## start TEXT SECTION
[PATCH 2.5.42-mm3] More shared page table fixes

Dave McCracken (dmccr@us.ibm.com)
Tue, 15 Oct 2002 10:40:50 -0500


--==========1880309384==========
Content-Type: text/plain; charset=us-ascii
Content-Transfer-Encoding: 7bit
Content-Disposition: inline

This patch gets the unmap_all_pages function right for PAE-enabled
machines. It also adds a forgotten spinlock to pte_try_to_share.

Dave McCracken

======================================================================
Dave McCracken IBM Linux Base Kernel Team 1-512-838-3059
dmccr@us.ibm.com T/L 678-3059

--==========1880309384==========
Content-Type: text/plain; charset=us-ascii; name="shpte-2.5.42-mm3-1.diff"
Content-Transfer-Encoding: 7bit
Content-Disposition: attachment; filename="shpte-2.5.42-mm3-1.diff"; size=5123

--- 2.5.42-mm3/./mm/memory.c 2002-10-15 09:59:37.000000000 -0500
+++ 2.5.42-mm3-shpte/./mm/memory.c 2002-10-15 10:18:15.000000000 -0500
@@ -372,6 +372,7 @@
struct vm_area_struct *lvma;
struct page *ptepage;
unsigned long base;
+ pte_t *pte = NULL;

/*
* It already has a pte page. No point in checking further.
## end TEXT SECTION
**YOUR GOAL**
Continue the shared page table patch from where it stops.
## start RECORDS
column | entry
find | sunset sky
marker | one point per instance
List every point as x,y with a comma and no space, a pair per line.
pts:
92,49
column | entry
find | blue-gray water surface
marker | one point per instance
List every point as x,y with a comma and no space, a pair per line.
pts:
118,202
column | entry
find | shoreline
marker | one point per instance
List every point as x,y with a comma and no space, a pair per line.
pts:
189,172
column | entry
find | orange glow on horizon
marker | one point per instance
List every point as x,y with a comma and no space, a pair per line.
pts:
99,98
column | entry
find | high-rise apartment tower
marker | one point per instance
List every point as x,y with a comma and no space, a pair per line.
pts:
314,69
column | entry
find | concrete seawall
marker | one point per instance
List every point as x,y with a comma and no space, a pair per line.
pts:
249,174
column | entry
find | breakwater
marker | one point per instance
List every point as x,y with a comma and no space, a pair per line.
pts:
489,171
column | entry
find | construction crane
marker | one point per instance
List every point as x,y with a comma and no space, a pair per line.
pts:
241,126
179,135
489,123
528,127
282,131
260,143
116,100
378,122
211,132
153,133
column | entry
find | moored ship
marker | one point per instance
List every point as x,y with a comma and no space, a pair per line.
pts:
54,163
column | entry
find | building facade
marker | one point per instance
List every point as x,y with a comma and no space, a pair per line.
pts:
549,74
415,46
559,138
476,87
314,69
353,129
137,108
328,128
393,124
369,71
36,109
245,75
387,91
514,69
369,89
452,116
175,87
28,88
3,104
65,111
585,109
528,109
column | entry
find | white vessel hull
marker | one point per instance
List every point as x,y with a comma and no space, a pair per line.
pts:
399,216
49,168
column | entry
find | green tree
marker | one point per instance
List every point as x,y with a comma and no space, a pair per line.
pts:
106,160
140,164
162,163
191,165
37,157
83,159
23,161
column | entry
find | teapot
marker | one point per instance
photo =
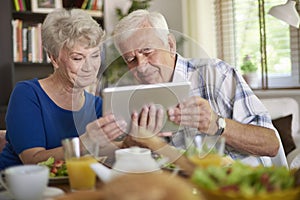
## end RECORDS
**SOLVED PROBLEM**
@@ -394,6 +395,8 @@

as = vma->vm_file->f_dentry->d_inode->i_mapping;

+ spin_lock(&as->i_shared_lock);
+
list_for_each_entry(lvma, &as->i_mmap_shared, shared) {
pgd_t *lpgd;
pmd_t *lpmd;
@@ -431,9 +434,11 @@
else
pmdval = pmd_wrprotect(*lpmd);
set_pmd(pmd, pmdval);
- return pte_page_map(ptepage, address);
+ pte = pte_page_map(ptepage, address);
+ break;
}
- return NULL;
+ spin_unlock(&as->i_shared_lock);
+ return pte;
}
#endif

@@ -846,14 +851,16 @@
if (end > ((address + PGDIR_SIZE) & PGDIR_MASK))
end = ((address + PGDIR_SIZE) & PGDIR_MASK);
do {
- ptepage = pmd_page(*pmd);
- pte_page_lock(ptepage);
+ if (pmd_present(*pmd)) {
+ ptepage = pmd_page(*pmd);
+ pte_page_lock(ptepage);
#ifdef CONFIG_SHAREPTE
- if (page_count(ptepage) > 1)
- BUG();
+ if (page_count(ptepage) > 1)
+ BUG();
#endif
- zap_pte_range(tlb, pmd, address, end - address);
- pte_page_unlock(ptepage);
+ zap_pte_range(tlb, pmd, address, end - address);
+ pte_page_unlock(ptepage);
+ }
address = (address + PMD_SIZE) & PMD_MASK;
pmd++;
} while (address < end);
@@ -938,72 +945,105 @@
mmu_gather_t *tlb;
pgd_t *pgd;
pmd_t *pmd;
- unsigned long address;
- unsigned long end;
+ unsigned long address = 0;
+ unsigned long vm_end = 0, prev_end, pmd_end;

tlb = tlb_gather_mmu(mm, 1);

vma = mm->mmap;
- if (!vma)
- goto out;
-
- mm->map_count--;
- if (is_vm_hugetlb_page(vma)) {
- vma->vm_ops->close(vma);
- goto next_vma;
- }
-
- address = vma->vm_start;
- end = ((address + PGDIR_SIZE) & PGDIR_MASK);
+ for (;;) {
+ if (address >= vm_end) {
+ if (!vma)
+ goto out;

- pgd = pgd_offset(mm, address);
- pmd = pmd_offset(pgd, address);
- do {
- do {
- if (pmd_none(*pmd))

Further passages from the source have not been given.